**KURZE AUFGABE**
Gib die Einträge vom Anfang bis einschließlich der Zeile, die "point(144, 487)" enthält, Zeichen für Zeichen unverändert aus.

**DATENEINTRÄGE**

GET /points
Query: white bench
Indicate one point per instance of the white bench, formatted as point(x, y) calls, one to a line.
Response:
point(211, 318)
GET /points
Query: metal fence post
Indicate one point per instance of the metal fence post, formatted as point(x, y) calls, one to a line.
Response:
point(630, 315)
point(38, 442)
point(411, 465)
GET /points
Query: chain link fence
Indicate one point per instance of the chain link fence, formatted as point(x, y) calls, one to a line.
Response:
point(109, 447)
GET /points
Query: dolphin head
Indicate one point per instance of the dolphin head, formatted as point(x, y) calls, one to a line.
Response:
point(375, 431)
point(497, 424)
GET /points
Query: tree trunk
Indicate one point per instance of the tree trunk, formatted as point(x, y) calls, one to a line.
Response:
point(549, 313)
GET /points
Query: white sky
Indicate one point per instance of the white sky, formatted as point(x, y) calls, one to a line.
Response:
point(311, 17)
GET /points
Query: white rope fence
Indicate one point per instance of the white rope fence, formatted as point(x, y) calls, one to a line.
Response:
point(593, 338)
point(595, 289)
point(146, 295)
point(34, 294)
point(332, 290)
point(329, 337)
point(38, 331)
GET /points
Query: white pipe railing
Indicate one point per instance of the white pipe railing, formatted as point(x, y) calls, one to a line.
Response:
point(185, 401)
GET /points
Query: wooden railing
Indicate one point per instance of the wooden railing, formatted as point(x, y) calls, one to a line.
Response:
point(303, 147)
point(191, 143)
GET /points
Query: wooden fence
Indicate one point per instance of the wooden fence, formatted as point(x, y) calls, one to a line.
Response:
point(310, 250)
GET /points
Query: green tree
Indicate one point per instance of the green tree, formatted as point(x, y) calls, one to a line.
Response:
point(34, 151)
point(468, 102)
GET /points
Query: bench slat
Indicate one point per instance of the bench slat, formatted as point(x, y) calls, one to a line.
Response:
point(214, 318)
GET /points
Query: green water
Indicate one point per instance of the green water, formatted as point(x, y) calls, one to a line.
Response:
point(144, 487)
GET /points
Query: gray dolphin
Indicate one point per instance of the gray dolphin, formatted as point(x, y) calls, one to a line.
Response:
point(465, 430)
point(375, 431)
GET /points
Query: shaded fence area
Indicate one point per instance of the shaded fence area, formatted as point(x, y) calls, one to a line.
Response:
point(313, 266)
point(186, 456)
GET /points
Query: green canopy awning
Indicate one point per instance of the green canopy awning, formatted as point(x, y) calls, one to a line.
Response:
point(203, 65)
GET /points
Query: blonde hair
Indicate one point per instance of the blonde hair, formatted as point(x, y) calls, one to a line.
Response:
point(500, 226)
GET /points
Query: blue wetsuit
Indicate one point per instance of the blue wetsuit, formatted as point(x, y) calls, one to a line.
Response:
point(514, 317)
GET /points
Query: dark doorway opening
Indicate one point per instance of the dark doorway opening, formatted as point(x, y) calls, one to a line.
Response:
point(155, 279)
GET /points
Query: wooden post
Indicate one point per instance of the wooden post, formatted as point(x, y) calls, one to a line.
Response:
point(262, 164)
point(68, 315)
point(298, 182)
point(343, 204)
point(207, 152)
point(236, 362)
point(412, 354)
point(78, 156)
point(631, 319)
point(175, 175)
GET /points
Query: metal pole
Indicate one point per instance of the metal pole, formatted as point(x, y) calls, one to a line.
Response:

**LÖSUNG DER AUFGABE**
GET /points
Query: white bench
Indicate one point per instance of the white bench, formatted as point(x, y) calls, one to a line.
Response:
point(211, 318)
GET /points
Query: metal fence post
Indicate one point per instance of the metal fence post, formatted as point(x, y) calls, one to a line.
Response:
point(630, 315)
point(38, 442)
point(411, 465)
GET /points
Query: chain link fence
Indicate one point per instance of the chain link fence, formatted as point(x, y) calls, one to a line.
Response:
point(109, 447)
GET /points
Query: dolphin head
Indicate one point per instance of the dolphin head, formatted as point(x, y) calls, one to a line.
Response:
point(375, 431)
point(497, 424)
GET /points
Query: tree trunk
Indicate one point per instance of the tree trunk, formatted as point(x, y) calls, one to a line.
Response:
point(549, 313)
GET /points
Query: white sky
Indicate one point per instance of the white sky, formatted as point(x, y) calls, one to a line.
Response:
point(311, 17)
GET /points
Query: white rope fence
Indicate one point per instance of the white rope fence, formatted as point(x, y) calls, one to a line.
Response:
point(593, 338)
point(595, 289)
point(146, 295)
point(34, 294)
point(332, 290)
point(329, 337)
point(38, 331)
GET /points
Query: white pipe railing
Indicate one point per instance of the white pipe railing, formatted as point(x, y) calls, one to a line.
Response:
point(185, 401)
GET /points
Query: wooden railing
Indicate one point per instance of the wooden railing, formatted as point(x, y) calls, one to a line.
Response:
point(303, 147)
point(191, 143)
GET /points
Query: wooden fence
Indicate one point per instance of the wooden fence, formatted as point(x, y) calls, one to a line.
Response:
point(310, 250)
GET /points
Query: green tree
Indicate one point per instance of the green tree, formatted as point(x, y) calls, one to a line.
Response:
point(34, 151)
point(468, 102)
GET /points
Query: bench slat
Indicate one point per instance of the bench slat, formatted as point(x, y) calls, one to a line.
Response:
point(214, 318)
GET /points
Query: green water
Indicate one point per instance of the green water, formatted as point(x, y) calls, one to a line.
Response:
point(144, 487)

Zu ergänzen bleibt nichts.